[Passage to read]
The Choking Game: Despair, Demise, and Dismay

 

Garrett Pope, Jr. was a typical kid who loved doing typical kid things—riding his bike and going fishing. He also enjoyed playing games, such as football and lacrosse.

Garrett, an eleven-year-old, was found dead in his room around 4 p.m. last Wednesday. He died due to accidental asphyxiation while playing another game that far too many young people play, the choking game.

A CDC report titled Unintentional Strangulation Deaths from the “Choking Game” Among Youths Aged 6–19 Years — United States, 1995–2007, stated:

“The ‘choking game’ is defined as self-strangulation or strangulation by another person with the hands or a noose to achieve a brief euphoric state caused by cerebral hypoxia. Participants in this activity typically are youths. Serious neurologic injury or death can result if strangulation is prolonged. In recent years, news media reports have described numerous deaths among youths attributed to the choking game. Because no traditional public health dataset collects mortality data on this practice, CDC used news media reports to estimate the incidence of deaths from the choking game. This report describes the results of that analysis, which identified 82 probable choking-game deaths among youths aged 6-19 years, during 1995-2007. Seventy-one (86.6%) of the decedents were male, and the mean age was 13.3 years. Parents, educators, and health-care providers should become familiar with warning signs that youths are playing the choking game .”

As a police detective, I had the unpleasant task of investigating the untimely deaths of many people, children included. One such case involved a young boy who’d slipped out of his home to visit an abandoned factory, the location he’d chosen to play “the game.”
[/Passage to read]
- **Problem requirements**:
Answer these questions using the piece on the choking game above.
(a) About what time was Garrett Pope, Jr. found dead in his room?
(b) How many probable choking-game deaths among youths aged 6–19 years did the CDC analysis identify for 1995–2007?
(c) Where did the young boy in the detective's case go to play "the game"?
[Source data]
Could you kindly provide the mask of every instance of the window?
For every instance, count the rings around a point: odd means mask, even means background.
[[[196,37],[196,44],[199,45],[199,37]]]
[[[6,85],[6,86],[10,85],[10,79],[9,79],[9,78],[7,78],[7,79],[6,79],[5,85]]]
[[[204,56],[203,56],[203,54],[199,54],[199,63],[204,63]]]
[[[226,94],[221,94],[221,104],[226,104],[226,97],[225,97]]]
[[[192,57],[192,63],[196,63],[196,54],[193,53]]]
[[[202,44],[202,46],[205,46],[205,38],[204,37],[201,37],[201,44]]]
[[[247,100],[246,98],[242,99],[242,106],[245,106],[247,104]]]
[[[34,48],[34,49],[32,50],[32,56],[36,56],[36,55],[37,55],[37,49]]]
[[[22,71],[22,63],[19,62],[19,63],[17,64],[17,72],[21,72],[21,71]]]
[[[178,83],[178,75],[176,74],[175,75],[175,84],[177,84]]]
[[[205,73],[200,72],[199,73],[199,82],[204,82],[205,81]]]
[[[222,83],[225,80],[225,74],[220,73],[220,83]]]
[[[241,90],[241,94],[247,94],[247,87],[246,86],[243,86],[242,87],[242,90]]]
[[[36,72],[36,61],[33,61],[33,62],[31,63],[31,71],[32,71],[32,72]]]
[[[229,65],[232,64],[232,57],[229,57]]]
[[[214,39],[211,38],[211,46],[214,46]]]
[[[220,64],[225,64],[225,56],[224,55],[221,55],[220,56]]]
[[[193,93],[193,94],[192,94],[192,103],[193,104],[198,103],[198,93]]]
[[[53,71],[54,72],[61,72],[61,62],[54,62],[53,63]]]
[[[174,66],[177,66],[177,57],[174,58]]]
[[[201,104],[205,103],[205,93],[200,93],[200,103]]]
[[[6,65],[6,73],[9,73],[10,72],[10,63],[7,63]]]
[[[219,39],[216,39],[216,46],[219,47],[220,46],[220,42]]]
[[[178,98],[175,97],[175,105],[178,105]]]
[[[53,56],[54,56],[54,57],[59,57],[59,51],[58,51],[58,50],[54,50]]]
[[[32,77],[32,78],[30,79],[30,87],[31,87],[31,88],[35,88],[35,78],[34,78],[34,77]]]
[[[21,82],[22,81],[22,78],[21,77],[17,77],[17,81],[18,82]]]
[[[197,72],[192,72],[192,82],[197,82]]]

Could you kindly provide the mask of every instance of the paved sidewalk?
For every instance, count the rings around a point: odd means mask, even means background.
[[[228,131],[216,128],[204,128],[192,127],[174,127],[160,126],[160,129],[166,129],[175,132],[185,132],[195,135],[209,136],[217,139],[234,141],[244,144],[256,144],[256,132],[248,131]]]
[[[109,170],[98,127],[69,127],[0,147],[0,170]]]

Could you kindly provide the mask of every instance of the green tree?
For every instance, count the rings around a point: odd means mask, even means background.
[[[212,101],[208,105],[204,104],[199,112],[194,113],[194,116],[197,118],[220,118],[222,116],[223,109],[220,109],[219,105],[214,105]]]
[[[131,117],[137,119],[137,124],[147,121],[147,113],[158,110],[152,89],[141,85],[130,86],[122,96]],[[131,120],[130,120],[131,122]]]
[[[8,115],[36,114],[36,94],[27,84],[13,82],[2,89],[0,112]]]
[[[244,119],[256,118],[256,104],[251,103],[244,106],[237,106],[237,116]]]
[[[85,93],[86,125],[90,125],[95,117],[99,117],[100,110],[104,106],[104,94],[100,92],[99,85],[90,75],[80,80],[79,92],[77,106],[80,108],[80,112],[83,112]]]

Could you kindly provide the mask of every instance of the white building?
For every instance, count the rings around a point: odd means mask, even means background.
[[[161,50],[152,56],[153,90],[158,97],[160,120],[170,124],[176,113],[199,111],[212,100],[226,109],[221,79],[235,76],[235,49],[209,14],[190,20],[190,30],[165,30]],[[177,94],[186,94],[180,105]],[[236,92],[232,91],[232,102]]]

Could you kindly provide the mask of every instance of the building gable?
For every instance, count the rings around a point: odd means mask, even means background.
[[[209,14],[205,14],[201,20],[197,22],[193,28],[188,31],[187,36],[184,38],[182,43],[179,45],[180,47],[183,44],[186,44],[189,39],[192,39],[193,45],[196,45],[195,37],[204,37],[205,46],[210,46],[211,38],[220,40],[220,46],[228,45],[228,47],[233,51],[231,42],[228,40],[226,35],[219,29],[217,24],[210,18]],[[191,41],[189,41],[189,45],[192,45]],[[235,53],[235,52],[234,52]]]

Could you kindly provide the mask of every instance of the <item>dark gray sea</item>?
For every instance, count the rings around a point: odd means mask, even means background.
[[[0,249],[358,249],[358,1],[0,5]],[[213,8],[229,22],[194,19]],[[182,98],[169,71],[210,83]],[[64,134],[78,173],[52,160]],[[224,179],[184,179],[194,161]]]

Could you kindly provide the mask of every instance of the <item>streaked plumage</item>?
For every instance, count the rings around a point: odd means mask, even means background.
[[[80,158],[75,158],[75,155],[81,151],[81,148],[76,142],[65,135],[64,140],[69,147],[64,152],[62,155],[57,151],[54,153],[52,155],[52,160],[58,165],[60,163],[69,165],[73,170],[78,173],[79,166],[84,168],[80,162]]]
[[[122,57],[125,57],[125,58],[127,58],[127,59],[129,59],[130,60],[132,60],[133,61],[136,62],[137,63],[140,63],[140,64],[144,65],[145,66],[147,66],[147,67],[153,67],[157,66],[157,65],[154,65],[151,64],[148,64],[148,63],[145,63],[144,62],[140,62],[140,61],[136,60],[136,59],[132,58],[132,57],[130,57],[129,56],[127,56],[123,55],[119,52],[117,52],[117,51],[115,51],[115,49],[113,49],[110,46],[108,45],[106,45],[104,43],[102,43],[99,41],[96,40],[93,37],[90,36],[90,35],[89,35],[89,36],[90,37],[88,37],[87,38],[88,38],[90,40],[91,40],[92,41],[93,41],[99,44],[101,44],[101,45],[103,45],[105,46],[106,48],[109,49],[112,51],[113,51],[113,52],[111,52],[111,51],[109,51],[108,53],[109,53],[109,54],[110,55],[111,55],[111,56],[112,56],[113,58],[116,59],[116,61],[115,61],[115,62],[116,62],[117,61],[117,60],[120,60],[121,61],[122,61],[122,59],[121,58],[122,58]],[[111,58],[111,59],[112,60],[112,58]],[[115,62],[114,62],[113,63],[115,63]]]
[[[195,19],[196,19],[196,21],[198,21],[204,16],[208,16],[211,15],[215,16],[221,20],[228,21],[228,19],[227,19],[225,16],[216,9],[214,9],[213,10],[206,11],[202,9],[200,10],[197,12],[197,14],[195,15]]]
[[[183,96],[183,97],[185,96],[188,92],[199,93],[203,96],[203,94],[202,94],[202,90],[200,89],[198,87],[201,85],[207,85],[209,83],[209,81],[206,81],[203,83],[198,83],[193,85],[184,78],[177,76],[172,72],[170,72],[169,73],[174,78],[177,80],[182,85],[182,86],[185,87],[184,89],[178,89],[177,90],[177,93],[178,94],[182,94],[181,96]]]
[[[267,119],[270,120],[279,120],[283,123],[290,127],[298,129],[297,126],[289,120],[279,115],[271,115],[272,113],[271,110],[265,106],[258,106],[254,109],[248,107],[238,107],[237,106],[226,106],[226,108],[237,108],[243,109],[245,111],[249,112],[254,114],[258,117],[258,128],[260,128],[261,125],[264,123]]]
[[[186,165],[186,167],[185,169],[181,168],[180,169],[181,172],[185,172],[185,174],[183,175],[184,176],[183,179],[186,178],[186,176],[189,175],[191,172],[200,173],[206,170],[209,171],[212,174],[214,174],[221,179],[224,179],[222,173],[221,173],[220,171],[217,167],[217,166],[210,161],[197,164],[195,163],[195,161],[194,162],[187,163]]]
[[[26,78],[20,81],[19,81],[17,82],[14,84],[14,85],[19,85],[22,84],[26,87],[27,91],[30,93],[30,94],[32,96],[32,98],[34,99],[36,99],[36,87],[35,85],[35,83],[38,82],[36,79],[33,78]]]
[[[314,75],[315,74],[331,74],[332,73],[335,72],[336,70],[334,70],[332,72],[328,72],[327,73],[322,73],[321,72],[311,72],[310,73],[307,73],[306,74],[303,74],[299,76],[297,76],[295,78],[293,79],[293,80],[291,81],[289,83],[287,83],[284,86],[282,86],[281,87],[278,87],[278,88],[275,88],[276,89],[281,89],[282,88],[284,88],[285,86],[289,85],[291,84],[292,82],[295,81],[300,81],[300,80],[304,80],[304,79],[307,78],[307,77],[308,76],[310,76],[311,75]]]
[/Source data]
- **Answer below**:
(a) Around 4 p.m.
(b) 82
(c) An abandoned factory